### Problems to work on
1. In the KaZaA article, who is named as the lead attorney for Universal Music Australia?
2. Quote the KaZaA article from "Universal Music Australia" to "in both companies.".
3. Decide whether each statement agrees with the KaZaA article. For each, answer yes or no and quote the words from the article that settle it.
(a) The focus group had 18 members.
(b) The focus group met in May 2004.
(c) McKemmish said running malicious code is a separate issue.

--- Passage to read ---

In a two-week-old case pitting KaZaA parent Sharman Networks against the Australian music industry, attorneys for both sides argued over what evidence should or should not be admitted – including one piece predicting KaZaA would end up in much the same boat as the original Napster. Music industry attorneys also charged that KaZaA's search mechanism "could contain" malicious code.
The evidence under contention includes an email reportedly sent to Sharman employees as well as workers at partner Altnet, an email said to have addressed results of a May 2003 focus group which discussed KaZaA and other peer-to-peer network usage. That email said the focus group saw KaZaA, which it said had the widest variety of music and volume of users, as a "free music concept… [coming] to an end similar to Napster," according to reports from Australia.
Universal Music Australia lead attorney Tony Bannon wants the email admitted to evidence on grounds that it's part of a "chain showing [KaZaA] are genuinely and specifically aware" that the P2P network's users use it "as an engine of piracy," with Sharman doing nothing to stop it. "In fact," Bannon was quoted as saying, "they are encouraging it."
The 18-member focus group sent the e-mail to Sharman chief executive Nikki Hemming, Altnet chief executive Kevin Bermeister, and both companies' chief technical officers, Phil Morle (Sharman) and Anthony Rose (Altnet), as well as other workers in both companies.
A reported "very few" of the group members said they noticed information on KaZaA's Web site about so-called Gold (content licensed to be distributed by Altnet) and Blue (provided by KaZaA users) icons – information including an advisory from KaZaA that individual users are responsible for "responsibly and legally decid[ing] which files to share and which are to be downloaded."
Meanwhile, another Australian music industry attorney, John Nicholas, told the court December 16 that a spate of viruses and other malware code moving online included some moving through KaZaA's search mechanism.
Cross-examining KPMG forensic director Rodney McKemmish, Nicholad got McKemmish to agree it's possible for KaZaA's search mechanisms to include malicious code, but McKemmish hastened to add that running such code "is a separate issue."

--- Supplied material ---

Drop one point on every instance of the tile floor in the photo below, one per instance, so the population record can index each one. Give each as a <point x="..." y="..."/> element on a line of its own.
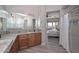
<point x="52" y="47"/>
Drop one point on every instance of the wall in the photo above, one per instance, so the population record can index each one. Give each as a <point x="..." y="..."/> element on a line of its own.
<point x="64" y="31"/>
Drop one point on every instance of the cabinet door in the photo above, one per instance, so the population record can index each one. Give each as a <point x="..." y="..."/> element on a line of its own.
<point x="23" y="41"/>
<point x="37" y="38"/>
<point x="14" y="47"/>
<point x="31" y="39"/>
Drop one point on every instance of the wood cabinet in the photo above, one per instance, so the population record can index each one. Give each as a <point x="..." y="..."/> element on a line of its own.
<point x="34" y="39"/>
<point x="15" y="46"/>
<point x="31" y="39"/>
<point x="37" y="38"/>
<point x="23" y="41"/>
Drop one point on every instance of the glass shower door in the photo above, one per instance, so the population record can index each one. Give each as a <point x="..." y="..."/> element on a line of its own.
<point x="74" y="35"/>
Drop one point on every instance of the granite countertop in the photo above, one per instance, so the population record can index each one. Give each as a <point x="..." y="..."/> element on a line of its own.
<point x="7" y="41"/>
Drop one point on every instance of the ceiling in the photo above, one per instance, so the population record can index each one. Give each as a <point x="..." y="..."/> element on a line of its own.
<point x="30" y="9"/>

---
--- Supplied material ---

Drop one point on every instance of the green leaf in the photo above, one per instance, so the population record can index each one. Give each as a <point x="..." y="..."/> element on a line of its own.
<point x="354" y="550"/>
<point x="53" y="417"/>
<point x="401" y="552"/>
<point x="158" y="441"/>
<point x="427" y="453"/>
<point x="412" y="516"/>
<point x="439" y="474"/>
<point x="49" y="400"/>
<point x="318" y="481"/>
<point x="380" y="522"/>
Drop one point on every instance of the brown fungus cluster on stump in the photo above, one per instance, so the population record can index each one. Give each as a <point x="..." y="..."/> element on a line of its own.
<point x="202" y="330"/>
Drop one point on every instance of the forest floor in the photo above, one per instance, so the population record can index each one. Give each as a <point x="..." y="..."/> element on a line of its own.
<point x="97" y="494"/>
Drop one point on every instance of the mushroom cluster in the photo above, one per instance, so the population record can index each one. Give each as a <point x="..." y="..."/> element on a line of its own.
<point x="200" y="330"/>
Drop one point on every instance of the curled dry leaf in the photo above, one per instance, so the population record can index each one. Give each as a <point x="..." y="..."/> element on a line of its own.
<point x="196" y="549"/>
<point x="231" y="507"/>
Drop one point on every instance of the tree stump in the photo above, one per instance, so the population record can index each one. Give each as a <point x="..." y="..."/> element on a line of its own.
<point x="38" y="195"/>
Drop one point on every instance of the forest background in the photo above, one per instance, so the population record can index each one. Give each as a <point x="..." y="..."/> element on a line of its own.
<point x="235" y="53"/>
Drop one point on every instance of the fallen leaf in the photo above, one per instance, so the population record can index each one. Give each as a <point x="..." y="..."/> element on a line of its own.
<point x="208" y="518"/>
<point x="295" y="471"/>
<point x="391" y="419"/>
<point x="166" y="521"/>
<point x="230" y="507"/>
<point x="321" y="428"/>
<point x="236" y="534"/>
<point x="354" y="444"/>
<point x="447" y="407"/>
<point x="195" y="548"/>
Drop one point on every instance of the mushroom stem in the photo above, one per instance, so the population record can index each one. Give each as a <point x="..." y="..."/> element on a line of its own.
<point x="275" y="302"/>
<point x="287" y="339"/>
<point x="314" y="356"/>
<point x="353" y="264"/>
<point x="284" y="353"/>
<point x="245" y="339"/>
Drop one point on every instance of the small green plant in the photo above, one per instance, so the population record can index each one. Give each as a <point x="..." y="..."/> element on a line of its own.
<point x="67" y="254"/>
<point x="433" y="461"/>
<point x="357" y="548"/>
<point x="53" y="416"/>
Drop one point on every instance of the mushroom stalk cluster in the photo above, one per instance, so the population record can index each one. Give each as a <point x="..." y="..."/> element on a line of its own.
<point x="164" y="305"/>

---

### Task-by-task answers
1. Tony Bannon

2.
Universal Music Australia lead attorney Tony Bannon wants the email admitted to evidence on grounds that it's part of a "chain showing [KaZaA] are genuinely and specifically aware" that the P2P network's users use it "as an engine of piracy," with Sharman doing nothing to stop it. "In fact," Bannon was quoted as saying, "they are encouraging it."
The 18-member focus group sent the e-mail to Sharman chief executive Nikki Hemming, Altnet chief executive Kevin Bermeister, and both companies' chief technical officers, Phil Morle (Sharman) and Anthony Rose (Altnet), as well as other workers in both companies.

3.
(a) Yes: "The 18-member focus group"
(b) No: "a May 2003 focus group"
(c) Yes: "running such code "is a separate issue.""